Exercise aim: The word "shorts" marks the lines you need; copy each of them from the data.

[Stored records]
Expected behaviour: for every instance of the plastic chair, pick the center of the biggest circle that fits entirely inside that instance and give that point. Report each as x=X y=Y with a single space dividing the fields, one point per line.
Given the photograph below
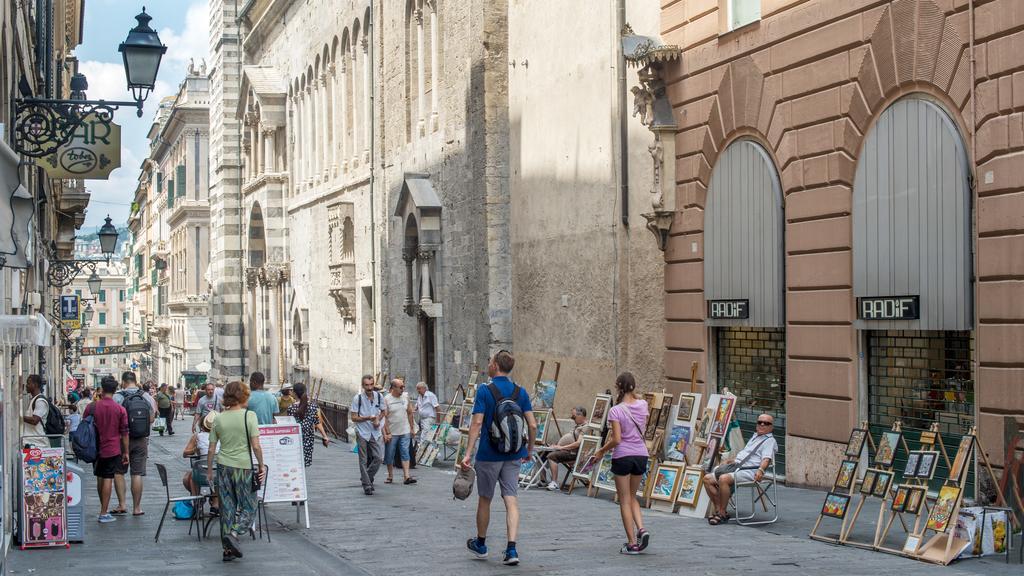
x=764 y=492
x=197 y=502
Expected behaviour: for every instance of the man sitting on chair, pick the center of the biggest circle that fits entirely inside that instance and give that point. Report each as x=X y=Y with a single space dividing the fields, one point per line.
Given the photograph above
x=568 y=445
x=749 y=465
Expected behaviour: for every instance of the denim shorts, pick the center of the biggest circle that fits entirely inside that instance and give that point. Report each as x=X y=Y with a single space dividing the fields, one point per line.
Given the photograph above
x=399 y=443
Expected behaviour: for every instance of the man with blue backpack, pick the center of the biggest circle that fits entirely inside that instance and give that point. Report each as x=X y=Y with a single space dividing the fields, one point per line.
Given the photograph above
x=503 y=411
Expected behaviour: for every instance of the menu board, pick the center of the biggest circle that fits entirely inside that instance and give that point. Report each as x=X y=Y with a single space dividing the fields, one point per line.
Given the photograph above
x=283 y=454
x=44 y=518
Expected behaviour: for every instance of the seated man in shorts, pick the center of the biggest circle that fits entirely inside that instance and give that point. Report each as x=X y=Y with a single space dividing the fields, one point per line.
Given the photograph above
x=568 y=445
x=749 y=465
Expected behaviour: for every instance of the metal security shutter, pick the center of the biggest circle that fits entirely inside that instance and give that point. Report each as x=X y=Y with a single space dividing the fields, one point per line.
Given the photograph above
x=922 y=377
x=743 y=236
x=911 y=210
x=752 y=364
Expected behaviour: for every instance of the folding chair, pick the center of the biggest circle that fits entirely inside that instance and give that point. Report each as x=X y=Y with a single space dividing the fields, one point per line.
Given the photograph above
x=197 y=502
x=764 y=492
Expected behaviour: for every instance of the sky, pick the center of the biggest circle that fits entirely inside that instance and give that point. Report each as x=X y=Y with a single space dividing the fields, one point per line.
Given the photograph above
x=183 y=28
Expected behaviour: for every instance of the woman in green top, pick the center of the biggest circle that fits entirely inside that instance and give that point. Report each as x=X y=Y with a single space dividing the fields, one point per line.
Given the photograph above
x=235 y=466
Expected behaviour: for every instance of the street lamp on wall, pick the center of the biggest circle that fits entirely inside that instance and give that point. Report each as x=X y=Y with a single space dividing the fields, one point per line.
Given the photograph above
x=43 y=125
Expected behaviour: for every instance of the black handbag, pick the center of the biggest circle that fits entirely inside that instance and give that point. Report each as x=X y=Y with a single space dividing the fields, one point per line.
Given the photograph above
x=249 y=441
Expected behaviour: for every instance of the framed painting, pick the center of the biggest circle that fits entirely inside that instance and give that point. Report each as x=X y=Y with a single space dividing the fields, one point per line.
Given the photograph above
x=689 y=403
x=910 y=468
x=604 y=479
x=599 y=414
x=883 y=479
x=899 y=499
x=465 y=415
x=885 y=452
x=584 y=467
x=941 y=512
x=689 y=486
x=678 y=441
x=927 y=463
x=914 y=497
x=723 y=414
x=846 y=476
x=868 y=483
x=667 y=479
x=836 y=505
x=542 y=417
x=963 y=456
x=856 y=443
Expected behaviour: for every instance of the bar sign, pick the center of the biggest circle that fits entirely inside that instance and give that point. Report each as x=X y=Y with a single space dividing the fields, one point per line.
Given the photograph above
x=728 y=310
x=889 y=307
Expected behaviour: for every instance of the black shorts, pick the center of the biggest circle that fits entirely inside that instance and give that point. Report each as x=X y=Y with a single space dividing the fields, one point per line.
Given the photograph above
x=629 y=465
x=107 y=467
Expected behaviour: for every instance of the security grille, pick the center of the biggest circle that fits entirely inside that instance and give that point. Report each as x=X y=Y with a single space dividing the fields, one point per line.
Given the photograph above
x=922 y=377
x=752 y=365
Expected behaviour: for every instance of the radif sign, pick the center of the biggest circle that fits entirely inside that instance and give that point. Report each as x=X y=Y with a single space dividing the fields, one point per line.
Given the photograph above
x=92 y=153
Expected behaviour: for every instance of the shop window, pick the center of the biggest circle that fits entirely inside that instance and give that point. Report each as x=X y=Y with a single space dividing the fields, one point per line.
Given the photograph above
x=742 y=12
x=752 y=364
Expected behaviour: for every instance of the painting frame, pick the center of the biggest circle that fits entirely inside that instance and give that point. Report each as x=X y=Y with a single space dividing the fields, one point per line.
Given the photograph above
x=673 y=472
x=855 y=445
x=888 y=447
x=599 y=417
x=588 y=446
x=692 y=494
x=836 y=505
x=846 y=477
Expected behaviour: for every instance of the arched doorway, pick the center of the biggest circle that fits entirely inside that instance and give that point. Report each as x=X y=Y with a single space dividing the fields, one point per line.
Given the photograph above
x=744 y=284
x=912 y=271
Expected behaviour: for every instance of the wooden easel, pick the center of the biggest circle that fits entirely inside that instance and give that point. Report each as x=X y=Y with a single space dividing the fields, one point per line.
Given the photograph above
x=853 y=486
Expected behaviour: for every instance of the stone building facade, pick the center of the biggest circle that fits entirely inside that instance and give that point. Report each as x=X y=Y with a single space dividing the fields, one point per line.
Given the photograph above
x=861 y=159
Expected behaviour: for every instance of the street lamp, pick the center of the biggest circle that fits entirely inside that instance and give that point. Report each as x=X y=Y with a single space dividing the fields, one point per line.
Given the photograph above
x=43 y=125
x=142 y=52
x=94 y=283
x=108 y=238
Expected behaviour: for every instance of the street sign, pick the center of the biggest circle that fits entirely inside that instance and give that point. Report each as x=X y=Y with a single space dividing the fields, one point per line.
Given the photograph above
x=71 y=319
x=119 y=348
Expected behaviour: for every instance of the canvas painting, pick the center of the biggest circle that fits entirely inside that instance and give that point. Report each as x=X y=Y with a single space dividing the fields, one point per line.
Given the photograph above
x=856 y=443
x=926 y=466
x=723 y=413
x=544 y=396
x=899 y=499
x=847 y=474
x=888 y=446
x=868 y=484
x=585 y=463
x=882 y=481
x=599 y=414
x=689 y=486
x=542 y=425
x=604 y=479
x=666 y=482
x=688 y=402
x=836 y=505
x=910 y=468
x=679 y=441
x=913 y=499
x=963 y=455
x=939 y=518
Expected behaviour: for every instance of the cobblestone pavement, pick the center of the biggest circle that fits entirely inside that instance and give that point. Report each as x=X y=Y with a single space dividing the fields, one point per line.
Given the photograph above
x=420 y=529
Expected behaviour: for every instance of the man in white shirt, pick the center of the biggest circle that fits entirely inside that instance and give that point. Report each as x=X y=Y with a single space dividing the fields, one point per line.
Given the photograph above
x=367 y=412
x=427 y=411
x=749 y=465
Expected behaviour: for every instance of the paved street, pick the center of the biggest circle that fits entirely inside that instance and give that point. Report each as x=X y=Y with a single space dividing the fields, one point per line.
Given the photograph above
x=420 y=529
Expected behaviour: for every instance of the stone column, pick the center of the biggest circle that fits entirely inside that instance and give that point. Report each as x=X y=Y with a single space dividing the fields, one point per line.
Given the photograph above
x=421 y=88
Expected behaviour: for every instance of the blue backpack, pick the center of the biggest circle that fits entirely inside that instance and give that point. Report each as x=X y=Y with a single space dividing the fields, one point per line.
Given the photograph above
x=84 y=441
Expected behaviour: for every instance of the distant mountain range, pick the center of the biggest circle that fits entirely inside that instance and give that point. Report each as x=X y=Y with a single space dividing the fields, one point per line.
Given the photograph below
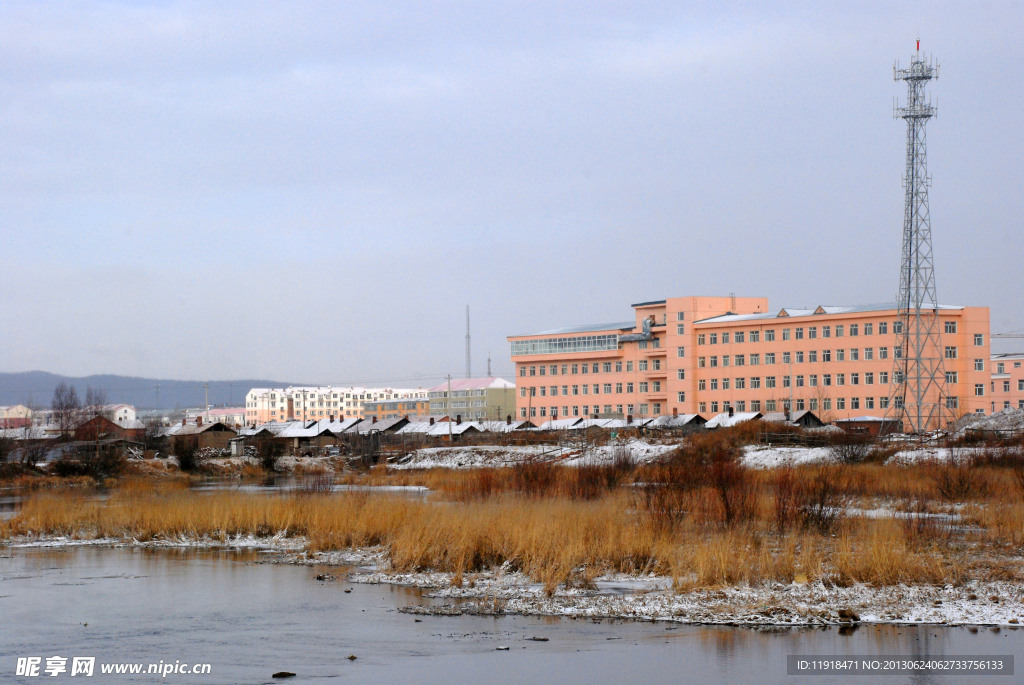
x=35 y=388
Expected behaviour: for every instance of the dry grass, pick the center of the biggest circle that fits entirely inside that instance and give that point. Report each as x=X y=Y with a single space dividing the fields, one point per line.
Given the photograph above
x=697 y=516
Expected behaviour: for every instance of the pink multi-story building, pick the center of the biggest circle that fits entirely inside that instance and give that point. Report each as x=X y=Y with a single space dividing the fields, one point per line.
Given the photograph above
x=1007 y=386
x=709 y=354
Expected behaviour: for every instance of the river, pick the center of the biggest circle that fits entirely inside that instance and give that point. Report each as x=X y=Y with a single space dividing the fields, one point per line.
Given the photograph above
x=250 y=619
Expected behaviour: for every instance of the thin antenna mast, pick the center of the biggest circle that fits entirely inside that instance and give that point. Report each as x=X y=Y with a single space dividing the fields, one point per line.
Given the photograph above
x=468 y=368
x=918 y=388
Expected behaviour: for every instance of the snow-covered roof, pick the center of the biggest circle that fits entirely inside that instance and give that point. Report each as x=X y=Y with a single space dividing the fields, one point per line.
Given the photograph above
x=723 y=420
x=821 y=309
x=676 y=421
x=473 y=384
x=589 y=328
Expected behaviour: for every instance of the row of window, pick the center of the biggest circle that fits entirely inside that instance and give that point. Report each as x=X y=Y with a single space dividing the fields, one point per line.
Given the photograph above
x=589 y=368
x=594 y=389
x=811 y=333
x=643 y=410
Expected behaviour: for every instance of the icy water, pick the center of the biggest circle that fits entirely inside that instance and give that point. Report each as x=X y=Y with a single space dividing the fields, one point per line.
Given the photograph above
x=250 y=619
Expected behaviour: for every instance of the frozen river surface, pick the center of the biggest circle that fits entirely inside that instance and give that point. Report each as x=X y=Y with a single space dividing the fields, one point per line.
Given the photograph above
x=249 y=621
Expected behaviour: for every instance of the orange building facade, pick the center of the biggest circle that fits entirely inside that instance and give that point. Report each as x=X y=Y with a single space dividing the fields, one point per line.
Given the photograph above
x=1007 y=387
x=709 y=354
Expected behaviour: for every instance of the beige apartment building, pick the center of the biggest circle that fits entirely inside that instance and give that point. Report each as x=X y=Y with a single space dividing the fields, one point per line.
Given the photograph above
x=314 y=402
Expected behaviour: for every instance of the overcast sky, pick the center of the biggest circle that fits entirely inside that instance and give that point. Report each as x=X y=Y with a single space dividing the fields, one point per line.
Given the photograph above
x=313 y=191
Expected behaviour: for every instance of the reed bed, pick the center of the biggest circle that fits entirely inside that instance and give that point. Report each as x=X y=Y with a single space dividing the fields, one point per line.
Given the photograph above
x=697 y=516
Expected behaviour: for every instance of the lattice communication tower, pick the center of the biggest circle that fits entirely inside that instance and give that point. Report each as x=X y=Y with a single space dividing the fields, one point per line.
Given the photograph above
x=918 y=392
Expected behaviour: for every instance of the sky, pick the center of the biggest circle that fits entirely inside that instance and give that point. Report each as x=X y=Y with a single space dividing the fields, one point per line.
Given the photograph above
x=314 y=191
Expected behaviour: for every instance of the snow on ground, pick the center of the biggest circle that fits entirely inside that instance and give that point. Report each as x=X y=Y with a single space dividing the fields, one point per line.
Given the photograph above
x=643 y=597
x=650 y=598
x=767 y=457
x=496 y=456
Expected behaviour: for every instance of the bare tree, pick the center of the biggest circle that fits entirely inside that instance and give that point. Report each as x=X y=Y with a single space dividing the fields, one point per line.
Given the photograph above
x=67 y=408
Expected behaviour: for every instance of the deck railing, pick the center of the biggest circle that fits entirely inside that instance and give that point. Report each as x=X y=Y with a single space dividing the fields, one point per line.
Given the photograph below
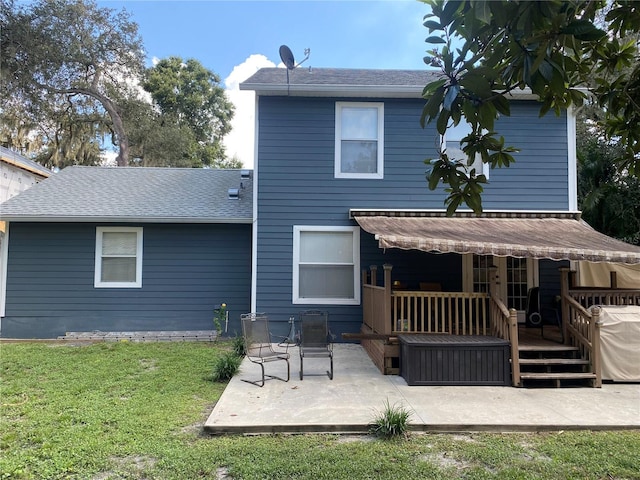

Answer space:
Expected behaviour: for every instance of the denim shorts, pick the center of the biggest circle that fits entirely inside that instance and give that point. Report each as x=X y=Y with a single space dividing the fields, one point per line.
Expected behaviour: for every instance of the seated man in shorts, pick the center of the biggest circle that fits entirely inside that instance and give that point. Report each as x=X y=Y with a single space dividing the fields, one point per line.
Expected behaviour: for every instance of the black shorts, pick the center of the biggest circle that fits entirely inside that instance and give that point. Report each as x=X y=Y with a single space dividing the fields, one point per line.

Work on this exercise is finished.